→ WHAT IS REQUIRED
Reproduce verbatim the part of the passage on cost disease starting with "Readers of artsjournal.com" and going on through "for arts policy.".

→ TEXT SEGMENT
▬▬▬

Readers of artsjournal.com know him best for his conception of cost disease, done jointly with William Bowen. Here is a nice concise presentation from 1965. In a nutshell, there is the idea that wages in the live performing arts will be pressed ever upwards even though there are few labor-saving technologies available to arts organizations to keep costs in check. Let’s expand on that a bit, and ask what it means for arts policy.
Different sectors of the economy have different rates at which the quantity of product per worker-hour increases over time. In manufacturing, agriculture, and transportation, for example, the output per worker-hour has increased enormously over the past century. But other sectors have less access to labor-saving technology, where there are few ways to reduce the worker-hours required to get the job done. In general, these are jobs that require face-to-face contact: barbers, masseuses, cab drivers, primary school teachers, as well as many workers in the health professions and social services, have to meet with clients and need a certain amount of time to get the job done. Note I am talking about a very particular kind of technological change, namely labor-saving technology in production. I’m saying nothing about technology changes that influence the quality of product. we’ve learned a lot about how to teach eight-year olds more effectively, how to counsel those in need, even how to give a better massage. But there aren’t many ways to save time in doing these services. Across the whole economy, wages tend to rise in tandem with the average rate of productivity growth. But that means that where labor-saving technology has been rapidly increasing, costs will fall, since wages are not rising at the same rate as productivity. Conversely, where labor-saving technology growth has been slow, costs will tend to rise, since wages are rising faster than productivity. And that’s how Baumol defined cost disease. It’s a funny term, since it is not really a sickness at all; it only happens because the economy is getting, on the whole, richer (if there were no productivity growth at all, there would be no cost disease). But tell that to a manager trying to balance the books while labor costs keep rising.
One big implication is for the public sector. Most of what it does is in cost disease territory – education, health care, social services, the justice system. That means that trying to finance services at constant (or decreasing) tax rates is going to be an enormous challenge. Health care costs are always going to be under cost pressure, and it’s not entirely due to new machines or expensive pharmaceuticals – most of it is salaries for nurses, doctors and various technicians and other staff. Education is always going to be under cost pressure; trying to maintain teachers’ wages at a constant rate when wages throughout the rest of the economy are rising will only mean fewer and fewer talented people wanting to enter into a career in education (as some parts of the world are coming to learn).

▬▬▬

[Items listed in a dataset]
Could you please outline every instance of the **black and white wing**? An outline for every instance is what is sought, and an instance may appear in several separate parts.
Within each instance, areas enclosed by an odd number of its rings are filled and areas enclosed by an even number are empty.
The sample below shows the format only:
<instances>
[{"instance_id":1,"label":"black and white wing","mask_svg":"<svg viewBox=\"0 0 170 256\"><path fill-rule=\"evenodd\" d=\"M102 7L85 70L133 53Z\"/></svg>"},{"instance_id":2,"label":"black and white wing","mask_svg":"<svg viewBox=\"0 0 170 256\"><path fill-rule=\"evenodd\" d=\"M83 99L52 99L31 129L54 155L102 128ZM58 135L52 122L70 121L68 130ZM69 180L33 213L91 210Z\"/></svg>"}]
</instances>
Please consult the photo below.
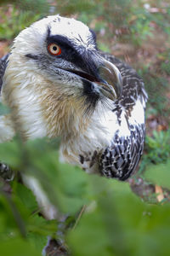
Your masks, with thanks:
<instances>
[{"instance_id":1,"label":"black and white wing","mask_svg":"<svg viewBox=\"0 0 170 256\"><path fill-rule=\"evenodd\" d=\"M119 129L113 136L111 145L102 153L100 172L106 177L125 180L135 171L143 153L147 94L142 79L134 69L110 55L103 54L103 56L119 69L122 76L122 95L112 110L117 116ZM139 113L138 106L140 106ZM137 119L133 115L137 115ZM123 134L125 125L129 131L128 135Z\"/></svg>"},{"instance_id":2,"label":"black and white wing","mask_svg":"<svg viewBox=\"0 0 170 256\"><path fill-rule=\"evenodd\" d=\"M0 59L0 91L1 91L1 88L3 85L3 77L7 67L7 62L8 62L8 55L4 55L3 58Z\"/></svg>"}]
</instances>

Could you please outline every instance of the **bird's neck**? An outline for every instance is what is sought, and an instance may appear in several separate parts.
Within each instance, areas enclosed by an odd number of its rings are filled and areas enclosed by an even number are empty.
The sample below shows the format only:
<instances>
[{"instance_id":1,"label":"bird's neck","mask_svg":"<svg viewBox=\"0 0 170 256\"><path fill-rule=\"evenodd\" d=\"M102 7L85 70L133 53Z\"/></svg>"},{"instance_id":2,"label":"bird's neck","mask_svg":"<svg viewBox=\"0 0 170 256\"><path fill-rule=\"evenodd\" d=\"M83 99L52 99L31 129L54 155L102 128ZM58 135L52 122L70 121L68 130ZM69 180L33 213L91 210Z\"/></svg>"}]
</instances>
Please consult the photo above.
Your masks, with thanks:
<instances>
[{"instance_id":1,"label":"bird's neck","mask_svg":"<svg viewBox=\"0 0 170 256\"><path fill-rule=\"evenodd\" d=\"M20 63L20 61L18 63ZM4 75L3 97L11 108L13 121L26 139L38 137L66 139L83 132L88 119L84 117L82 99L53 82L29 73L9 60Z\"/></svg>"}]
</instances>

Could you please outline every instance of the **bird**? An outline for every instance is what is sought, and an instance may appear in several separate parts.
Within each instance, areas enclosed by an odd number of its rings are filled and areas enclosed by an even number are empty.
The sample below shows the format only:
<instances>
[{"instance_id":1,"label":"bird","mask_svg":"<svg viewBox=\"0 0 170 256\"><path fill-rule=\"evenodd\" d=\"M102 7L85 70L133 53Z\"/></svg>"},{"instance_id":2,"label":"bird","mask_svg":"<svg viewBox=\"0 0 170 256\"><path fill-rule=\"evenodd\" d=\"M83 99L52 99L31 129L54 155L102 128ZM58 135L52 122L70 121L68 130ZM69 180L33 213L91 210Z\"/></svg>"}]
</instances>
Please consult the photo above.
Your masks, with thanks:
<instances>
[{"instance_id":1,"label":"bird","mask_svg":"<svg viewBox=\"0 0 170 256\"><path fill-rule=\"evenodd\" d=\"M87 25L60 15L21 31L0 61L0 143L60 137L61 160L119 180L143 154L147 93L122 60L98 49Z\"/></svg>"}]
</instances>

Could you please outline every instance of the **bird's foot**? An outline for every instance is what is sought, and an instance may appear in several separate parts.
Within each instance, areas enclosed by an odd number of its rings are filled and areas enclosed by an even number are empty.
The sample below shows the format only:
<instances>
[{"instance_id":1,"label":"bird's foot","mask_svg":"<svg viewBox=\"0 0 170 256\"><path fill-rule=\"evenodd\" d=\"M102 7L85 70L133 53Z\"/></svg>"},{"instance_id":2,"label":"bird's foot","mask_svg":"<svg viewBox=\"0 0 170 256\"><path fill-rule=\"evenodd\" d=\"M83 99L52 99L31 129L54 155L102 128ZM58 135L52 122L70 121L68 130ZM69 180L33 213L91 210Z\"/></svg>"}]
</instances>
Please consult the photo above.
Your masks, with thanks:
<instances>
[{"instance_id":1,"label":"bird's foot","mask_svg":"<svg viewBox=\"0 0 170 256\"><path fill-rule=\"evenodd\" d=\"M14 172L10 169L8 165L0 162L0 177L6 182L12 181L14 177Z\"/></svg>"}]
</instances>

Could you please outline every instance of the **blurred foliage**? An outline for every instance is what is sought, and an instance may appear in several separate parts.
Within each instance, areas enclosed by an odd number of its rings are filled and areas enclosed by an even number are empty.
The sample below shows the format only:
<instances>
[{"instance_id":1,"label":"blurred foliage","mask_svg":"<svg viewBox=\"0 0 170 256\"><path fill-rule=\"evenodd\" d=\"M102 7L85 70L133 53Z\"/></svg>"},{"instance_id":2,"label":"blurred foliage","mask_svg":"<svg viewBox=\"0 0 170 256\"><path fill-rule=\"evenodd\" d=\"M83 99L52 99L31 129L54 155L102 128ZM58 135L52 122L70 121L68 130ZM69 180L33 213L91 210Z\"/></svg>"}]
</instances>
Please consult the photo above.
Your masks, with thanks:
<instances>
[{"instance_id":1,"label":"blurred foliage","mask_svg":"<svg viewBox=\"0 0 170 256\"><path fill-rule=\"evenodd\" d=\"M87 206L76 227L63 230L71 255L168 255L169 203L147 204L126 183L60 163L54 144L46 139L0 144L0 155L12 168L37 177L60 212L74 219L82 205ZM170 188L169 172L162 171L164 175L158 168L148 169L146 177ZM13 182L11 195L2 186L1 253L41 255L47 236L60 237L60 223L38 214L35 198L24 185Z\"/></svg>"},{"instance_id":2,"label":"blurred foliage","mask_svg":"<svg viewBox=\"0 0 170 256\"><path fill-rule=\"evenodd\" d=\"M156 131L154 130L152 137L146 136L144 146L145 154L142 158L139 172L142 172L144 170L148 170L148 166L150 163L154 164L153 169L156 168L156 165L157 165L158 168L162 170L160 164L163 164L167 170L168 170L168 163L167 164L167 161L170 159L169 145L170 130L165 131Z\"/></svg>"},{"instance_id":3,"label":"blurred foliage","mask_svg":"<svg viewBox=\"0 0 170 256\"><path fill-rule=\"evenodd\" d=\"M8 5L6 5L8 3ZM1 1L0 39L12 40L20 30L47 15L73 16L93 28L98 46L114 54L113 46L128 44L136 52L156 34L170 36L169 1L143 0L25 0ZM154 44L154 43L153 43ZM170 50L152 55L156 61L133 63L144 79L149 111L168 119ZM161 47L161 46L160 46ZM144 52L144 50L143 50ZM154 60L155 61L155 60ZM149 114L148 111L148 114ZM0 114L8 110L0 104ZM170 130L146 137L140 172L146 181L170 189ZM0 144L0 158L15 172L36 177L61 213L70 214L62 236L74 256L169 255L170 206L143 202L128 183L88 175L59 161L59 142L20 138ZM17 175L16 175L17 177ZM47 236L60 238L58 221L46 221L32 192L16 179L12 195L0 181L0 252L5 256L41 255ZM76 228L76 212L87 205ZM71 220L69 220L71 219ZM69 222L71 224L68 224ZM63 236L61 237L63 239Z\"/></svg>"}]
</instances>

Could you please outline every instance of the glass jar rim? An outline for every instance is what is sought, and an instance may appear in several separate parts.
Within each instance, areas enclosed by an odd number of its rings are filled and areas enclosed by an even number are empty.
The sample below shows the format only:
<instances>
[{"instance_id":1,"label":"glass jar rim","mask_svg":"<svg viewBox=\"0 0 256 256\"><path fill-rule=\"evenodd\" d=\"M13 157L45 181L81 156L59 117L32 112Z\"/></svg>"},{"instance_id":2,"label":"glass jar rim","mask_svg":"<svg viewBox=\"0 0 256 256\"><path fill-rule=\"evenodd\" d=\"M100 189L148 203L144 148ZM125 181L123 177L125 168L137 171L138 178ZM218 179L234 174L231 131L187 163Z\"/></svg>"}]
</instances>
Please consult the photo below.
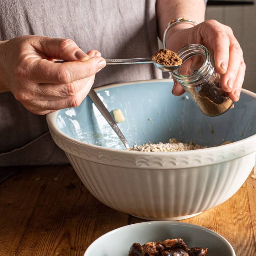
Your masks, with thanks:
<instances>
[{"instance_id":1,"label":"glass jar rim","mask_svg":"<svg viewBox=\"0 0 256 256\"><path fill-rule=\"evenodd\" d=\"M179 75L179 74L177 74L177 73L175 72L176 70L177 70L177 69L175 69L175 70L172 71L171 73L174 75L174 76L176 77L177 78L179 78L183 79L189 78L191 77L192 76L196 76L197 74L200 74L202 72L202 71L203 70L204 68L204 67L205 66L206 62L207 61L207 57L209 56L209 55L210 55L210 53L209 53L209 51L206 48L203 46L202 45L202 44L188 44L186 46L183 46L183 47L182 47L178 50L178 51L177 52L177 55L180 58L180 54L181 53L183 52L185 49L186 48L189 49L190 48L191 49L192 49L193 47L197 47L198 48L201 48L201 49L204 50L204 54L202 53L202 54L201 54L202 55L204 55L204 60L203 63L202 64L202 66L200 67L200 68L195 72L194 72L194 73L193 73L192 74L190 74L190 75ZM199 55L200 54L195 54L195 55ZM191 57L192 57L193 56L191 56ZM181 65L180 65L180 66L178 68L178 69L180 68L181 66L182 65L182 64L183 62L181 64Z\"/></svg>"}]
</instances>

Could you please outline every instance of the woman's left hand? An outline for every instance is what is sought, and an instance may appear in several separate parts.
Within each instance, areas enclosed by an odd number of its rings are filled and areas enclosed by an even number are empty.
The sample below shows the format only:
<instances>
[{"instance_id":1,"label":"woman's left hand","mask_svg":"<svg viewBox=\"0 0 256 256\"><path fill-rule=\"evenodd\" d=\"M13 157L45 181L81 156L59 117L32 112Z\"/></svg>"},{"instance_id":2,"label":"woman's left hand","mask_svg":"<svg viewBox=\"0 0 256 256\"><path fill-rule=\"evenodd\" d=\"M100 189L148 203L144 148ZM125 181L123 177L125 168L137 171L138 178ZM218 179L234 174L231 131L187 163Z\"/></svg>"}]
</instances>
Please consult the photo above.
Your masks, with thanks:
<instances>
[{"instance_id":1,"label":"woman's left hand","mask_svg":"<svg viewBox=\"0 0 256 256\"><path fill-rule=\"evenodd\" d=\"M207 48L213 57L216 70L222 74L222 87L234 101L239 98L244 78L245 64L243 52L231 29L213 20L196 26L179 29L179 24L171 28L166 38L166 47L174 51L185 45L196 43ZM182 94L184 90L177 82L172 93Z\"/></svg>"}]
</instances>

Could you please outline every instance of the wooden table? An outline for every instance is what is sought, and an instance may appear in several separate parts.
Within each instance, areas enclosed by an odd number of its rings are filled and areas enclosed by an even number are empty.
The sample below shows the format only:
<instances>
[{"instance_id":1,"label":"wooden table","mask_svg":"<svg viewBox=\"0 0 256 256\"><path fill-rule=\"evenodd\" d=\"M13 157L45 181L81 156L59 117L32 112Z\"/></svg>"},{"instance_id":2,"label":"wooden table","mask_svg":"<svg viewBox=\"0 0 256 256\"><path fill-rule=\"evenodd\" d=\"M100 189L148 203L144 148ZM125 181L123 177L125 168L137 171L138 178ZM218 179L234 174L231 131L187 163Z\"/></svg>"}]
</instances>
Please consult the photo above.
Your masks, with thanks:
<instances>
[{"instance_id":1,"label":"wooden table","mask_svg":"<svg viewBox=\"0 0 256 256\"><path fill-rule=\"evenodd\" d=\"M11 174L0 184L1 256L82 256L103 234L144 221L98 201L70 166L0 168L5 173ZM223 235L237 256L256 256L252 174L227 201L183 221Z\"/></svg>"}]
</instances>

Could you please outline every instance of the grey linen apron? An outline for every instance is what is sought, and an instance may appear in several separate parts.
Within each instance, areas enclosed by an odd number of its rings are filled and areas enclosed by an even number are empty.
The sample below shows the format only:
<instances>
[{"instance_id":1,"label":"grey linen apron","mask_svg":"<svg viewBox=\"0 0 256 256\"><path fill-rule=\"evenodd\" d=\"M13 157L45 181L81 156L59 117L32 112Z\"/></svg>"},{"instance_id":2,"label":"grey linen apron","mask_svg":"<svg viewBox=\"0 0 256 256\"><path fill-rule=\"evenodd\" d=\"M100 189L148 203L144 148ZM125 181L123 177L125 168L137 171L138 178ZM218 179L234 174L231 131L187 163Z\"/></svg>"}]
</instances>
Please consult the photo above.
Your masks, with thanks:
<instances>
[{"instance_id":1,"label":"grey linen apron","mask_svg":"<svg viewBox=\"0 0 256 256\"><path fill-rule=\"evenodd\" d=\"M106 58L149 57L158 50L155 0L1 0L0 40L26 34L68 38ZM94 86L161 78L152 65L108 66ZM0 93L0 166L66 164L45 116Z\"/></svg>"}]
</instances>

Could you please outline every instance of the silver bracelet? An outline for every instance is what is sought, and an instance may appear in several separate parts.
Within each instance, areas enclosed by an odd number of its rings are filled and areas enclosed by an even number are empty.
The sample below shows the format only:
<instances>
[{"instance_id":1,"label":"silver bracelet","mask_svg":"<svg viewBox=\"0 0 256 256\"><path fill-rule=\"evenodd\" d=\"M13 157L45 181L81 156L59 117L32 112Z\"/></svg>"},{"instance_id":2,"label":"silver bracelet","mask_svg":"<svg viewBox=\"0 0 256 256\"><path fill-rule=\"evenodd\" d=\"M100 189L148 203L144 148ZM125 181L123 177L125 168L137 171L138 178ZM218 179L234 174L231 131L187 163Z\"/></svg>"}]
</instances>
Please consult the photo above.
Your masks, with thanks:
<instances>
[{"instance_id":1,"label":"silver bracelet","mask_svg":"<svg viewBox=\"0 0 256 256\"><path fill-rule=\"evenodd\" d=\"M177 19L175 19L173 20L171 22L168 23L167 26L165 28L164 33L164 37L163 37L163 44L164 44L164 48L165 49L165 37L168 32L169 31L169 30L174 26L176 25L178 23L180 22L182 22L183 23L188 23L189 24L192 24L194 26L196 26L197 25L197 23L191 20L189 20L188 19L186 18L178 18Z\"/></svg>"}]
</instances>

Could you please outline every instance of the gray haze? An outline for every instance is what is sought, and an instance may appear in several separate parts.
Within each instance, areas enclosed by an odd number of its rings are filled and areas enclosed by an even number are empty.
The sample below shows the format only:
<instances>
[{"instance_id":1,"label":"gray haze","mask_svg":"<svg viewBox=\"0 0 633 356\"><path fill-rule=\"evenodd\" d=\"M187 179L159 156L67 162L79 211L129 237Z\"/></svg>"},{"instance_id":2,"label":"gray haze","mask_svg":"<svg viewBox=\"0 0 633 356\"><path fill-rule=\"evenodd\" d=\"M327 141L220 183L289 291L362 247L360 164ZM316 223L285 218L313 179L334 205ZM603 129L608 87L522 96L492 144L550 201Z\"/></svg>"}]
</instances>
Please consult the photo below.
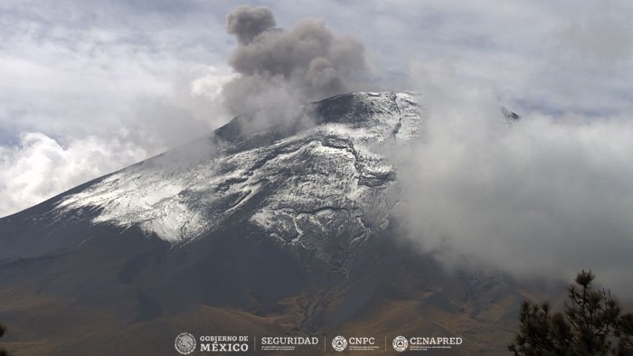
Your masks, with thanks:
<instances>
[{"instance_id":1,"label":"gray haze","mask_svg":"<svg viewBox=\"0 0 633 356\"><path fill-rule=\"evenodd\" d=\"M229 65L238 75L223 88L228 109L240 114L352 91L366 79L364 47L335 34L321 20L275 28L270 9L239 6L227 15L238 47Z\"/></svg>"},{"instance_id":2,"label":"gray haze","mask_svg":"<svg viewBox=\"0 0 633 356\"><path fill-rule=\"evenodd\" d=\"M420 142L393 153L408 238L449 267L563 281L592 269L633 296L630 113L508 122L492 90L446 63L414 77L428 118Z\"/></svg>"}]
</instances>

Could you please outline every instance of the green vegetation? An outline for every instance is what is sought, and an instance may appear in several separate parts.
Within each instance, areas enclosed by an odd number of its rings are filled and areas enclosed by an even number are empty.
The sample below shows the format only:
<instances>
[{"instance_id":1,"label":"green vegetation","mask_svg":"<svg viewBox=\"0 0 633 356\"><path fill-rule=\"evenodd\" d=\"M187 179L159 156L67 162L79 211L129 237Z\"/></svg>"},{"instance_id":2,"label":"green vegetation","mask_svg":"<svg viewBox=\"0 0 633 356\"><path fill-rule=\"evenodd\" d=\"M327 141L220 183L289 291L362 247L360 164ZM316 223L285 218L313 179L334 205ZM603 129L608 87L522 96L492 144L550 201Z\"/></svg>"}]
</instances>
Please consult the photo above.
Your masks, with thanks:
<instances>
[{"instance_id":1,"label":"green vegetation","mask_svg":"<svg viewBox=\"0 0 633 356\"><path fill-rule=\"evenodd\" d=\"M508 350L515 355L633 355L633 314L622 314L609 291L591 286L584 270L568 289L564 312L547 302L521 305L519 333Z\"/></svg>"}]
</instances>

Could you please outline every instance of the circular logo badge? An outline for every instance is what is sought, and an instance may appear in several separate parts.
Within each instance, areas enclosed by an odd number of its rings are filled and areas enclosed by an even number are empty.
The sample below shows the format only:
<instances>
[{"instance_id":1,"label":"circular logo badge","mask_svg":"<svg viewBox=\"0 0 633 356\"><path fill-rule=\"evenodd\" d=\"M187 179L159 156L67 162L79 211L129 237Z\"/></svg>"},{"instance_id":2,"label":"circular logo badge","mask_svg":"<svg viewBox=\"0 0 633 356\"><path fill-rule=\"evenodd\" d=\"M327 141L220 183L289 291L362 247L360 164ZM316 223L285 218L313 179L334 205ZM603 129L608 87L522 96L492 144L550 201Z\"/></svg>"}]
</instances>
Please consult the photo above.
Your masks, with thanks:
<instances>
[{"instance_id":1,"label":"circular logo badge","mask_svg":"<svg viewBox=\"0 0 633 356\"><path fill-rule=\"evenodd\" d=\"M407 350L407 347L409 347L409 342L407 342L407 338L404 336L396 336L396 338L393 339L393 350L402 352Z\"/></svg>"},{"instance_id":2,"label":"circular logo badge","mask_svg":"<svg viewBox=\"0 0 633 356\"><path fill-rule=\"evenodd\" d=\"M183 333L175 337L175 351L183 355L188 355L195 350L195 338L189 333Z\"/></svg>"},{"instance_id":3,"label":"circular logo badge","mask_svg":"<svg viewBox=\"0 0 633 356\"><path fill-rule=\"evenodd\" d=\"M332 347L337 351L342 351L347 347L347 340L343 336L336 336L332 339Z\"/></svg>"}]
</instances>

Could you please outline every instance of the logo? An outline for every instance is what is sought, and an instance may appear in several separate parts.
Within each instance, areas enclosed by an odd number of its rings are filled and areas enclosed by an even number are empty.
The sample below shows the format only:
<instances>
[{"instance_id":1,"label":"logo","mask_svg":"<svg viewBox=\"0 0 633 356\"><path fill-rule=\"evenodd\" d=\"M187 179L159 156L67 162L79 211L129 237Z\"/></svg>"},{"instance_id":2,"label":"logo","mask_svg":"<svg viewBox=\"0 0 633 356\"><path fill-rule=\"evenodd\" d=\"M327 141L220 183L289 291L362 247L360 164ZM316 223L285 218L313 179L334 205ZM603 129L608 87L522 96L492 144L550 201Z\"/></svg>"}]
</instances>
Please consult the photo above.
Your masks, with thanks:
<instances>
[{"instance_id":1,"label":"logo","mask_svg":"<svg viewBox=\"0 0 633 356\"><path fill-rule=\"evenodd\" d=\"M181 354L188 355L195 350L195 338L189 333L183 333L175 337L174 346Z\"/></svg>"},{"instance_id":2,"label":"logo","mask_svg":"<svg viewBox=\"0 0 633 356\"><path fill-rule=\"evenodd\" d=\"M337 351L342 351L347 347L347 340L343 336L336 336L332 339L332 347Z\"/></svg>"},{"instance_id":3,"label":"logo","mask_svg":"<svg viewBox=\"0 0 633 356\"><path fill-rule=\"evenodd\" d=\"M398 352L407 350L409 342L407 342L407 338L404 336L396 336L396 338L393 339L393 350L397 351Z\"/></svg>"}]
</instances>

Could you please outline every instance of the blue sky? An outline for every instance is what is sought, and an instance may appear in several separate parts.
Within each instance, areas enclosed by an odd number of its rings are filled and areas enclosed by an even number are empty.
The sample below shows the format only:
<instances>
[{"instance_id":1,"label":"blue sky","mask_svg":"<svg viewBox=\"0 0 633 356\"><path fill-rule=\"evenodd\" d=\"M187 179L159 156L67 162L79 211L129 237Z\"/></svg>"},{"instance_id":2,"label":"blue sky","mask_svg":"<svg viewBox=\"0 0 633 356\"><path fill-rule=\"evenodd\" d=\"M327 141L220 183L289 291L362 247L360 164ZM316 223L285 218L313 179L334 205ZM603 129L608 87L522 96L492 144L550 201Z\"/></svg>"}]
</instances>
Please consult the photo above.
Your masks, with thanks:
<instances>
[{"instance_id":1,"label":"blue sky","mask_svg":"<svg viewBox=\"0 0 633 356\"><path fill-rule=\"evenodd\" d=\"M8 1L0 4L0 216L230 119L226 14L320 18L365 47L384 89L438 68L521 114L628 117L627 1ZM432 73L431 73L432 74Z\"/></svg>"}]
</instances>

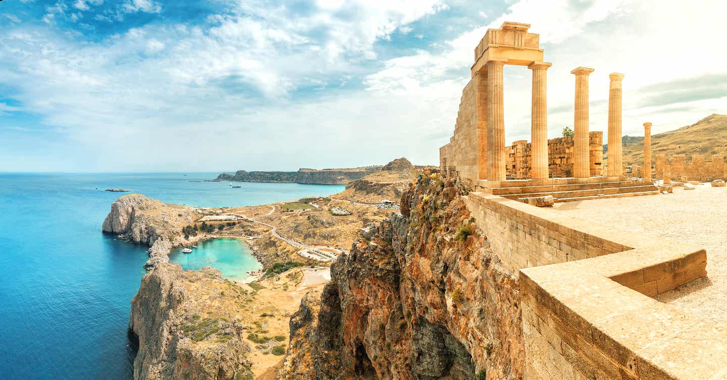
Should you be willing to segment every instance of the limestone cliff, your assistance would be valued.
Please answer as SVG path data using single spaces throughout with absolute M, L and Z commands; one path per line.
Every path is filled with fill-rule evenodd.
M 332 195 L 363 203 L 376 203 L 385 199 L 398 201 L 410 183 L 417 179 L 419 171 L 404 158 L 387 163 L 381 170 L 352 181 L 346 189 Z
M 152 267 L 169 262 L 169 250 L 182 243 L 182 227 L 198 218 L 191 208 L 164 203 L 141 194 L 129 194 L 111 203 L 102 230 L 149 246 L 150 258 L 145 267 Z
M 519 288 L 465 191 L 420 176 L 401 214 L 362 230 L 292 318 L 280 379 L 522 379 Z
M 222 173 L 218 181 L 246 182 L 294 182 L 306 184 L 346 185 L 347 183 L 381 169 L 381 166 L 358 168 L 315 169 L 301 168 L 297 171 L 246 171 L 238 170 L 234 174 Z
M 129 328 L 139 338 L 134 379 L 252 380 L 246 327 L 224 314 L 230 310 L 225 292 L 244 291 L 209 267 L 156 266 L 132 301 Z

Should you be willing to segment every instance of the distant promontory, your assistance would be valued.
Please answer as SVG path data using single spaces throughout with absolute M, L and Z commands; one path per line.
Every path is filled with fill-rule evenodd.
M 244 182 L 287 182 L 321 185 L 346 185 L 378 171 L 381 165 L 358 168 L 315 169 L 301 168 L 297 171 L 246 171 L 238 170 L 234 174 L 222 173 L 217 181 L 240 181 Z

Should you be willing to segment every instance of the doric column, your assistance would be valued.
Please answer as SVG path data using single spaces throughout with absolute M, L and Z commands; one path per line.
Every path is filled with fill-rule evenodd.
M 651 124 L 643 124 L 643 179 L 651 180 Z
M 530 133 L 531 161 L 530 177 L 547 179 L 547 68 L 553 64 L 534 62 L 528 68 L 533 70 L 532 111 Z
M 571 71 L 576 75 L 576 106 L 573 120 L 573 177 L 590 177 L 590 154 L 588 143 L 588 76 L 593 69 L 577 68 Z
M 477 86 L 477 177 L 487 179 L 487 72 L 479 71 Z
M 487 62 L 487 180 L 504 181 L 505 110 L 502 101 L 502 66 L 505 62 Z
M 611 84 L 608 86 L 608 150 L 607 154 L 608 175 L 621 175 L 623 162 L 623 147 L 622 146 L 621 110 L 623 90 L 622 79 L 624 74 L 614 73 L 608 76 Z

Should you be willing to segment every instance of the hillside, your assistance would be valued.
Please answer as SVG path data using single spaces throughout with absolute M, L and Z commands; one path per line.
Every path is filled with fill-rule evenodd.
M 315 169 L 301 168 L 297 171 L 246 171 L 238 170 L 234 174 L 222 173 L 217 181 L 244 182 L 290 182 L 306 184 L 346 185 L 381 169 L 380 165 L 358 168 Z
M 631 137 L 624 143 L 624 163 L 643 161 L 643 138 Z M 674 131 L 651 136 L 651 157 L 659 153 L 667 156 L 675 154 L 686 155 L 687 161 L 691 155 L 702 154 L 709 156 L 715 154 L 727 155 L 727 115 L 710 115 L 696 124 L 683 126 Z
M 381 170 L 351 182 L 346 190 L 331 198 L 362 203 L 376 203 L 385 199 L 398 201 L 409 184 L 417 180 L 419 173 L 409 160 L 397 158 Z

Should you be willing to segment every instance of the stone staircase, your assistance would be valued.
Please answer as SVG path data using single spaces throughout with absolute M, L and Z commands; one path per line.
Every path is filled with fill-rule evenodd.
M 589 183 L 559 183 L 555 181 L 549 184 L 533 185 L 511 185 L 515 184 L 505 182 L 501 183 L 505 186 L 491 187 L 489 192 L 494 195 L 514 200 L 553 195 L 555 202 L 568 202 L 659 194 L 659 188 L 651 181 L 617 180 Z

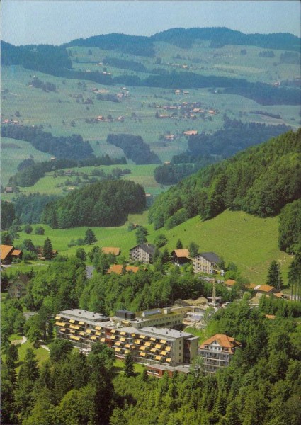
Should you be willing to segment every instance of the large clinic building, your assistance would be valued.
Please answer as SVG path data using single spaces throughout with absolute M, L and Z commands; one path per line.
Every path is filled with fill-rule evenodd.
M 55 320 L 57 338 L 69 339 L 85 352 L 99 342 L 112 348 L 117 358 L 130 352 L 135 361 L 171 366 L 190 363 L 198 353 L 198 336 L 169 328 L 123 327 L 120 322 L 79 309 L 60 312 Z

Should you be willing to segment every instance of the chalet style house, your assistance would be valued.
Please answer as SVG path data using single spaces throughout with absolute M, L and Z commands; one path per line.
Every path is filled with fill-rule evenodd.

▬▬▬

→ SOLVED PROBLEM
Readers of artsjournal.com know him best for his conception of cost disease, done jointly with William Bowen. Here is a nice concise presentation from 1965. In a nutshell, there is the idea that wages in the live performing arts will be pressed ever upwards even though there are few labor-saving technologies available to arts organizations to keep costs in check. Let’s expand on that a bit, and ask what it means for arts policy.